** Requests **
[1] In the jobs report preview, what unemployment rate do economists expect for March?
[2] Carry on the jobs report preview from its final sentence.

[START Source passage]

Heading into Friday’s Non Farm Payrolls (NFP) report for March, economists are expecting an increase in payrolls of 175K, which would be a major improvement from February’s paltry reading which came in at just 20K for the tenth biggest miss relative to expectations since at least 1999. In the private sector, economists are expecting an increase of 177K, which would imply a similar increase versus February as the headline reading. The unemployment rate is expected to remain unchanged at 3.8%. Average hourly earnings are expected to grow at a rate of 0.3% versus the 0.4% reading last month. Finally, average weekly hours are expected to be unchanged at 34.5.
One trend worth highlighting about recent NFP reports is that they have been extremely volatile relative to expectations. In each of the last three months, the originally reported number was off the mark by at least 100K for an average of 142K above or below expectations. Since 1999, there have only been three other periods where the original number was that far off expectations by at least 100K for three months in a row, and the last occurrence was in 2004.

[END Source passage]
[START Raw data]

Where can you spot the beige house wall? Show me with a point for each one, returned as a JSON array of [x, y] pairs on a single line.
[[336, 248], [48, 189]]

[END Raw data]

** Answers below **
[1] They expect it to stay unchanged at 3.8%.

[2]
Ahead of the report, we just published our eleven-page preview of the March jobs report. This report contains a ton of analysis related to how the equity market has historically reacted to the monthly jobs report, as well as how secondary employment-related indicators we track looked in March. We also include a breakdown of how the initial reading for March typically comes in relative to expectations and how that ranks versus other months.
One topic we cover in each month’s report is the S&P 500 stocks that do best and worst from the open to close on the day of the employment report based on whether or not the report comes in stronger or weaker than expected. In other words, which stocks should you buy, and which should you avoid? The table below highlights the best-performing stocks in the S&P 500 from the open to close on days when the Non-Farm Payrolls report has been better than expected over the last two years.
Of the top performing stocks on days when NFP beats expectations, nine sectors are represented, but Consumer Discretionary leads the way with nine. Mattel (MAT) has been the best performing stock with an average open to close gain of 2.62%, but another eleven have seen average open to close gains of more than 1%. In terms of consistency, Netflix, Western Digital, Cognizant, and NRG have all been positive 83% of the time.
For anyone with more than a passing interest in how equities are impacted by economic data, this March employment report preview is a must-read. To see the report, sign up for a monthly Bespoke Premium membership now!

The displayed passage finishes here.